[Opening Selected text section]

Posted by ESPN.com's Mike Sando
Bernie Miklasz of the St. Louis Post-Dispatch says the Rams will have a hard time retaining Jim Haslett as coach given the team's struggles. Potential candidates: Giants defensive coordinator Steve Spagnuolo, Cardinals assistant head coach and offensive line coach Russ Grimm, Titans defensive coordinator Jim Schwartz, Ravens defensive coordinator Rex Ryan, Titans offensive line coach Mike Munchak, Bucs defensive backs coach Raheem Morris and Stanford head coach Jim Harbaugh.
Jim Thomas of the St. Louis Post-Dispatch says Rams safety Oshiomogho Atogwe has at least one takeaway in seven of his last 10 games. Atogwe is responsible for 10 of the Rams' 17 takeaways this season.
Bill Coats of the St. Louis Post-Dispatch explains why the Rams are benching Corey Chavous in favor of Todd Johnson. Age is one factor. Johnson also played relatively well against the Cardinals in Week 14, according to Haslett.
Steve Korte of the Belleville News-Democrat says Rams receiver Dane Looker is the emergency kicker while Josh Brown rests a groin injury.Also from Korte: Chavous declined comment following his job loss.
John Crumpacker of the San Francisco Chronicle says 49ers nose tackle Aubrayo Franklin points to improved conditioning and more creative play calling as reasons for his success this season.
Kevin Lynch of Niner Insider says 49ers tight end Vernon Davis could play a role in blocking Dolphins pass-rusher Joey Porter.

[Closing Selected text section]

* Required actions
a - In the Rams and 49ers news roundup, write out the stretch from "Steve Korte of" through "his job loss." word for word.
b - Recast the paragraph of the Rams and 49ers news roundup that begins "Bernie Miklasz of the St. Louis Post-Dispatch" as a short list, keeping its main facts.

[Opening Data listing section]

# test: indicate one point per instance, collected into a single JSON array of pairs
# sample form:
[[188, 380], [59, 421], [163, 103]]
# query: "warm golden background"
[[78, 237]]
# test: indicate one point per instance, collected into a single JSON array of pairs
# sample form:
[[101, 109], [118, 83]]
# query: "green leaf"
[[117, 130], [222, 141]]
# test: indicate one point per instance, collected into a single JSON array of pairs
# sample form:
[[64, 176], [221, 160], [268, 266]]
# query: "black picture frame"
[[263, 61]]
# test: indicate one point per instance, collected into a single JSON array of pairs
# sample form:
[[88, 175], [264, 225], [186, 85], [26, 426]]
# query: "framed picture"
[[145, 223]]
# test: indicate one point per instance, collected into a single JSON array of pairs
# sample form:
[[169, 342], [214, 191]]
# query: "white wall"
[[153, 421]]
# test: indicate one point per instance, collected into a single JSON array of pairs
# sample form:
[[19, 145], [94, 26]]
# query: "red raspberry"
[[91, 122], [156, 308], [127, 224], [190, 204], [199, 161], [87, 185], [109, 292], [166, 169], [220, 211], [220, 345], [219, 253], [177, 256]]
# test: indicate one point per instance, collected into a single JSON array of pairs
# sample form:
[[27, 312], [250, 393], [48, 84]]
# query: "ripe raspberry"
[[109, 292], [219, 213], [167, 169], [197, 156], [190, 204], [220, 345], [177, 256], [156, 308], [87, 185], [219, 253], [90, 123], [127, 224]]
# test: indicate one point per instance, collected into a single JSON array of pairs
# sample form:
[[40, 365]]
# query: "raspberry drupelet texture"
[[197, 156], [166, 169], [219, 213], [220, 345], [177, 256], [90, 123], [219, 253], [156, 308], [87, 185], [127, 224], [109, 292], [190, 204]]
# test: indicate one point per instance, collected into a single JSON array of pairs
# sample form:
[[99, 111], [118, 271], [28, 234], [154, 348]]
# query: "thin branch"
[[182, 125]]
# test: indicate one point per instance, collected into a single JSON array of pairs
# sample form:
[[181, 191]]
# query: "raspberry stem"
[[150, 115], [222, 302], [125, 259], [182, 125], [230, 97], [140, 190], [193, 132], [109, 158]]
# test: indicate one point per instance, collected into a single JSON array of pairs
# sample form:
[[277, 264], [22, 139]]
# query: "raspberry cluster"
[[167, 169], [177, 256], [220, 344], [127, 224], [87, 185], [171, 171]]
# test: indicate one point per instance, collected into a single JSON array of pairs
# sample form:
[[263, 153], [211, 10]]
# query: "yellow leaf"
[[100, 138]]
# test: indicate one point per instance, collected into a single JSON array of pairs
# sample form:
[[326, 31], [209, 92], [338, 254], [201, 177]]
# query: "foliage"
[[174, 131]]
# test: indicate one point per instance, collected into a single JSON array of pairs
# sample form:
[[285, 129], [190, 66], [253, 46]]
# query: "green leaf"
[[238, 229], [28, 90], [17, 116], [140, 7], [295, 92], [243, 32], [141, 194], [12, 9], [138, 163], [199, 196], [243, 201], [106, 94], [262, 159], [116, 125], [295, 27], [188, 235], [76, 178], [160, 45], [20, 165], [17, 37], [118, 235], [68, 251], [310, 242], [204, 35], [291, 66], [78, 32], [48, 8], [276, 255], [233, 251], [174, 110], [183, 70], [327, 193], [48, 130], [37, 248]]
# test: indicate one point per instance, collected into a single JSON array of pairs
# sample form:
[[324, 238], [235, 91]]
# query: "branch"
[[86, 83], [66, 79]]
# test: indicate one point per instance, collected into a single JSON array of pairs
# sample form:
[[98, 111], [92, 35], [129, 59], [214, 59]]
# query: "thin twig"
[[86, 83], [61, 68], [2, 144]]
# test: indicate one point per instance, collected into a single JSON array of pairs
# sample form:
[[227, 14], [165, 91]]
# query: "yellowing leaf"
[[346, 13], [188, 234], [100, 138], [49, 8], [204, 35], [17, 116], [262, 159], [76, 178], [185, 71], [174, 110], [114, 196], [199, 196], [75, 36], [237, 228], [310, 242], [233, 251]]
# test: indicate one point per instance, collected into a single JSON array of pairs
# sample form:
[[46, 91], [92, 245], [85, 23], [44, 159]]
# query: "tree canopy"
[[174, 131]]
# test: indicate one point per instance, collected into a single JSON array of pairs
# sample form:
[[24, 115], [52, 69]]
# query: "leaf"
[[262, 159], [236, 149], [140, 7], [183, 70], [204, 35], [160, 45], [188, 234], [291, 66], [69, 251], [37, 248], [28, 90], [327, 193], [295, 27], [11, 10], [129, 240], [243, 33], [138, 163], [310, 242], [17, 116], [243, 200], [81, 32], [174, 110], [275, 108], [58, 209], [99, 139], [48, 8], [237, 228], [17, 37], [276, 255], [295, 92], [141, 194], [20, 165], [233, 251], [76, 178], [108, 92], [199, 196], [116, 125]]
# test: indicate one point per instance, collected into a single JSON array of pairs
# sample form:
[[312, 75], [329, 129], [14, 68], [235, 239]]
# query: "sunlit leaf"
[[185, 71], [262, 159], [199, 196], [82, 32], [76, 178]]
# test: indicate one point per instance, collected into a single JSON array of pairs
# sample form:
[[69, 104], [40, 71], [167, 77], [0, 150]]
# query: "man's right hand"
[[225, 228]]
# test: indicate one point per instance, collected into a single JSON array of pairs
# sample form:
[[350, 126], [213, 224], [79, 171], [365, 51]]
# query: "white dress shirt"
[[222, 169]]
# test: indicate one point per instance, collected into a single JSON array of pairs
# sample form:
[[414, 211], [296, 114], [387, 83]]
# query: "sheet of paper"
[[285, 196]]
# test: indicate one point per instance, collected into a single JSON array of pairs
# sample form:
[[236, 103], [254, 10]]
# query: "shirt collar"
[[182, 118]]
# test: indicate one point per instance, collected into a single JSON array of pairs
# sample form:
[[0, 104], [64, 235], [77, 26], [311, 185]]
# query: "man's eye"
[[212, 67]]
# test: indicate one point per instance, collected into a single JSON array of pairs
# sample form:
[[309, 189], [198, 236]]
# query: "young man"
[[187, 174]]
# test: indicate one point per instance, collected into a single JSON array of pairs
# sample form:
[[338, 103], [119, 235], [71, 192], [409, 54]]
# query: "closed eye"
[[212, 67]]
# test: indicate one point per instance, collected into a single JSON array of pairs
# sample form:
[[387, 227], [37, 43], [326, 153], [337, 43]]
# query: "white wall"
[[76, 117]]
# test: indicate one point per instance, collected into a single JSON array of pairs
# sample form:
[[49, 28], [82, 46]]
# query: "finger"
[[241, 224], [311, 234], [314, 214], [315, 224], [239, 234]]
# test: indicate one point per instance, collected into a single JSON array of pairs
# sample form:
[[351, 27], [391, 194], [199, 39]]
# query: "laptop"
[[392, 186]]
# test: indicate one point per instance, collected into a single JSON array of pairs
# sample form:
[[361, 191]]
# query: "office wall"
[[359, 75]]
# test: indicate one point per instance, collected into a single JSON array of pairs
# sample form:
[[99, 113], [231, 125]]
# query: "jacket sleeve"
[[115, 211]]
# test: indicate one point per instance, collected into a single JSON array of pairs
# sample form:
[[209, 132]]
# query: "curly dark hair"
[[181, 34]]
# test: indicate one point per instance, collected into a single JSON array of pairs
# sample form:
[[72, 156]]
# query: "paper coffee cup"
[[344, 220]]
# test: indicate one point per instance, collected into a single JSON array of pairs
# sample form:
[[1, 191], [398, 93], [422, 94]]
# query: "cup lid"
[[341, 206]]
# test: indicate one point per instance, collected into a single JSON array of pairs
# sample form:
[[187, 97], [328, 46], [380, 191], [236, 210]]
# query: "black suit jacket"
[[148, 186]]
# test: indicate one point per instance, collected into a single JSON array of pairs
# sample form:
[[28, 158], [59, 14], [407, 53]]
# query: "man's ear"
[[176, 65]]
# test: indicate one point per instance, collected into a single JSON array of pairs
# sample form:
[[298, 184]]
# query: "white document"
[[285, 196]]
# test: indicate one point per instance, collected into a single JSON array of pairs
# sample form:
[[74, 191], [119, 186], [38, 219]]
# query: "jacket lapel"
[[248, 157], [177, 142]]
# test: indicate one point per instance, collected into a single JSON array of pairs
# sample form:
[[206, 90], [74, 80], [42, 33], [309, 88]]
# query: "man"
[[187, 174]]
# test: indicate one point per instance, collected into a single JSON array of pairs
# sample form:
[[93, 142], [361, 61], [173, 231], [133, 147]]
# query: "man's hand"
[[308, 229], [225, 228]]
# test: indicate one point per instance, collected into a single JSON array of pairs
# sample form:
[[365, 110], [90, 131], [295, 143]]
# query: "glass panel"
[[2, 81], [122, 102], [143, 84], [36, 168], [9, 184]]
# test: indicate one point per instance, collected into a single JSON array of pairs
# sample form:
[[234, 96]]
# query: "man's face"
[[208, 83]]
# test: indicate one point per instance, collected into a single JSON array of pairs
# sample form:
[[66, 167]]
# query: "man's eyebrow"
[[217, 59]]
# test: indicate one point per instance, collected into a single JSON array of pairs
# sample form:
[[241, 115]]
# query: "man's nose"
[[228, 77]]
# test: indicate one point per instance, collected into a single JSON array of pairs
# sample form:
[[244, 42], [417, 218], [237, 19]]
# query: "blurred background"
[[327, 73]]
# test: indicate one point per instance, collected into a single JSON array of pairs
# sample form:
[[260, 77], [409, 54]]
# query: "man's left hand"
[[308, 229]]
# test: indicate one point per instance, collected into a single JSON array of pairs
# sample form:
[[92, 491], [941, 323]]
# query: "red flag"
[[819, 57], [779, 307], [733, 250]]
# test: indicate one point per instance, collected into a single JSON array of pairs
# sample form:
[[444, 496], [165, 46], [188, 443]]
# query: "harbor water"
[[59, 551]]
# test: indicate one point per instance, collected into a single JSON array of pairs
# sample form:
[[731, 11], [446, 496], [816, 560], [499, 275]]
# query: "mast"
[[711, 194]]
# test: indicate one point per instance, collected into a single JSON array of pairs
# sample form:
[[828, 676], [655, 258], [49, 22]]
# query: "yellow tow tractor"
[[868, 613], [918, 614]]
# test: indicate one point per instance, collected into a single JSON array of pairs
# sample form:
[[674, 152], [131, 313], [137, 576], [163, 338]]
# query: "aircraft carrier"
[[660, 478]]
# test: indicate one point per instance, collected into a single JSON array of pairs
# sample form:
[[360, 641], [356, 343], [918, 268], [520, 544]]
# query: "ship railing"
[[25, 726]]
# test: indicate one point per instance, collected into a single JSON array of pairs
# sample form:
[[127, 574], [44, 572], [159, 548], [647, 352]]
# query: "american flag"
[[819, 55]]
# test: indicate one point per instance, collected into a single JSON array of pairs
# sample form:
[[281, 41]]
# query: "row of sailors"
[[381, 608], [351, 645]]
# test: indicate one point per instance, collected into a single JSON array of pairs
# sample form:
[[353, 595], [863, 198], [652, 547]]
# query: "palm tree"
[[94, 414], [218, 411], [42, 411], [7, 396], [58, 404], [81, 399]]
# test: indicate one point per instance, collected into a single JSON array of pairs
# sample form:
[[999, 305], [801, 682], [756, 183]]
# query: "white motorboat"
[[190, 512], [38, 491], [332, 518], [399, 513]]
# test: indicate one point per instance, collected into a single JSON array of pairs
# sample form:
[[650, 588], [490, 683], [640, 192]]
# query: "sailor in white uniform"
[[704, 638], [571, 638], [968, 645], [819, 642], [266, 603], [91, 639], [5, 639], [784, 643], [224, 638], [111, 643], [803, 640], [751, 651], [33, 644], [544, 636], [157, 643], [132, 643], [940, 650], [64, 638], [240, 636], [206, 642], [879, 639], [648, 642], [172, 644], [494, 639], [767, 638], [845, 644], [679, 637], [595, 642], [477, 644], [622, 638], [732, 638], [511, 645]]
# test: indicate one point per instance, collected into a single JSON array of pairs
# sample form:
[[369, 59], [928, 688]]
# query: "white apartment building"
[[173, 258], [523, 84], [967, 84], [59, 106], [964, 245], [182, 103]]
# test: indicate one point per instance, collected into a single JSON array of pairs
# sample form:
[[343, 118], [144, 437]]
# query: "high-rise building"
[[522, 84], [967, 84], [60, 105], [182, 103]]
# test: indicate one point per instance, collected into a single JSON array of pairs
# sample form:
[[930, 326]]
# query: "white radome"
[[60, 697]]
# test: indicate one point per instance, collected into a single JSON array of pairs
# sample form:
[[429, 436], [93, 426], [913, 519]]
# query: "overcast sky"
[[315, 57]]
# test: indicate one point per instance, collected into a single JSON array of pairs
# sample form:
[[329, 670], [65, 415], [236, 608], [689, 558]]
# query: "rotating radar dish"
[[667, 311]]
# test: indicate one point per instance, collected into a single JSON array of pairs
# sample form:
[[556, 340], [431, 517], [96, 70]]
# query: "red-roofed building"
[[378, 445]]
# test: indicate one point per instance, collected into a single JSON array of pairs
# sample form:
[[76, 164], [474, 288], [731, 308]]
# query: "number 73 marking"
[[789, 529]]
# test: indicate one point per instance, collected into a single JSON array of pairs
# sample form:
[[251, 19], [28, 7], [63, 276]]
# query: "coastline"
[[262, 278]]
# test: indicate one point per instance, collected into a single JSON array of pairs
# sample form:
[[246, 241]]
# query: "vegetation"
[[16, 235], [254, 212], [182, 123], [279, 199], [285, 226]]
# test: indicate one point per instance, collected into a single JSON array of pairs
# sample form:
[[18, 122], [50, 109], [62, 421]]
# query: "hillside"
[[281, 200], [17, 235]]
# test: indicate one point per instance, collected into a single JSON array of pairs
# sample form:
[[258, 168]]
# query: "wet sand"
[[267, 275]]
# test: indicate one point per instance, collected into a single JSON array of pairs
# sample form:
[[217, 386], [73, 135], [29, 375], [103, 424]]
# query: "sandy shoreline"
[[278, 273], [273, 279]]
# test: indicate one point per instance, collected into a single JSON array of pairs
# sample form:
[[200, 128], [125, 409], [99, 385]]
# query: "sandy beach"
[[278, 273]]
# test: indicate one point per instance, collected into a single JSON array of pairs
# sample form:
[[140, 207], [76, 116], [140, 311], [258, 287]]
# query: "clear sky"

[Closing Data listing section]

* Answers given
a -
Steve Korte of the Belleville News-Democrat says Rams receiver Dane Looker is the emergency kicker while Josh Brown rests a groin injury.Also from Korte: Chavous declined comment following his job loss.

b -
Bernie Miklasz (St. Louis Post-Dispatch): the Rams' struggles will make it hard for them to keep Jim Haslett as coach. Potential candidates:
- Steve Spagnuolo, Giants defensive coordinator
- Russ Grimm, Cardinals assistant head coach and offensive line coach
- Jim Schwartz, Titans defensive coordinator
- Rex Ryan, Ravens defensive coordinator
- Mike Munchak, Titans offensive line coach
- Raheem Morris, Bucs defensive backs coach
- Jim Harbaugh, Stanford head coach